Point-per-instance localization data
++++++++++
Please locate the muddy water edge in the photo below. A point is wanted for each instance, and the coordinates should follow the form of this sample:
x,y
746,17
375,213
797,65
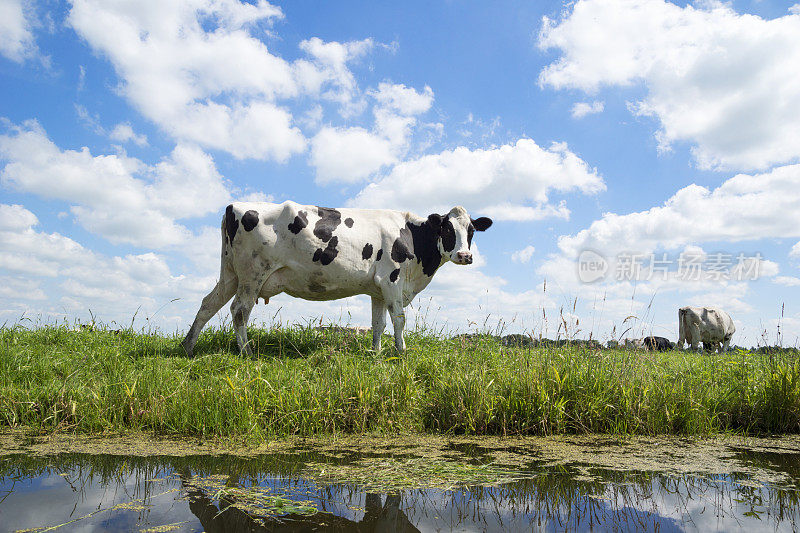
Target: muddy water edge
x,y
412,483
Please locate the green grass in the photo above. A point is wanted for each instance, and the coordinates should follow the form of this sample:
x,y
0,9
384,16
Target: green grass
x,y
305,382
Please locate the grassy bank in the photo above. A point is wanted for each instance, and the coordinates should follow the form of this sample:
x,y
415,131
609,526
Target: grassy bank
x,y
303,381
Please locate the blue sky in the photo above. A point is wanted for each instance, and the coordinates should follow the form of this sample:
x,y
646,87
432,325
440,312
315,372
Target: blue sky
x,y
628,128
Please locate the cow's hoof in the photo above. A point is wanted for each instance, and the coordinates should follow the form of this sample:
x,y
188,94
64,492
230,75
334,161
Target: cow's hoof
x,y
186,348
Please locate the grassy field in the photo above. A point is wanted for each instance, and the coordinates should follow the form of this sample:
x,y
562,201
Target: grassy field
x,y
302,381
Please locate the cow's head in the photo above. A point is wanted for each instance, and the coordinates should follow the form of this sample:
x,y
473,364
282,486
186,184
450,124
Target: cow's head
x,y
455,231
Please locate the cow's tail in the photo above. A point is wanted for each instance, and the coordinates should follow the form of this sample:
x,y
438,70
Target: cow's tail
x,y
681,327
226,251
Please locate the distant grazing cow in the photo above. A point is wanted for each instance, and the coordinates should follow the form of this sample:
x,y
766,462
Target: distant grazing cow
++++++++++
> _TASK PROMPT_: Set out every record exactly, images excluded.

> _YOUR RESPONSE_:
Please locate the muddy water edge in the photo below. A point is wanted for each instance, and the coordinates should follow the form of this sample:
x,y
746,17
375,213
797,65
Target: muddy water edge
x,y
412,483
Please locate the green grass in the photo above. A point is wanted for each instance, and the coordinates should follow the form of this sample:
x,y
0,9
384,16
Target: green grass
x,y
305,382
Please locate the grassy bank in the photo above. A point is wanted for each instance, and the coordinates should follow the form of this sample:
x,y
415,131
609,526
Target: grassy bank
x,y
303,381
Please locate the blue sky in the photo above. A point is wanted for each instance, and the coordinates should follow the form of this sample:
x,y
646,87
432,325
440,312
315,372
Target: blue sky
x,y
628,128
Please locate the cow's hoof in the photo above. A point is wanted for each instance, and the coordinates should follow the form of this sample:
x,y
188,94
64,492
230,75
334,161
Target: cow's hoof
x,y
186,348
Please locate the grassy field in the photo above. A point is wanted for each instance, and the coordinates should follow the form of this sample:
x,y
562,201
Target: grassy field
x,y
302,381
Please locate the cow's head in the photo above. A point is wanted for each instance, and the coordinates should follow the form of this sample:
x,y
473,364
282,486
186,184
450,124
Target: cow's head
x,y
455,231
Please locate the cow's tail in the photo above. A point is wanted for each instance, and the coordinates should follow the form of this sample:
x,y
438,70
Target: cow's tail
x,y
681,327
226,251
Please locate the distant grazing cow in the photo above. A point is wanted for each instance, and the coordinates should follow the form of this sample:
x,y
766,462
Target: distant grazing cow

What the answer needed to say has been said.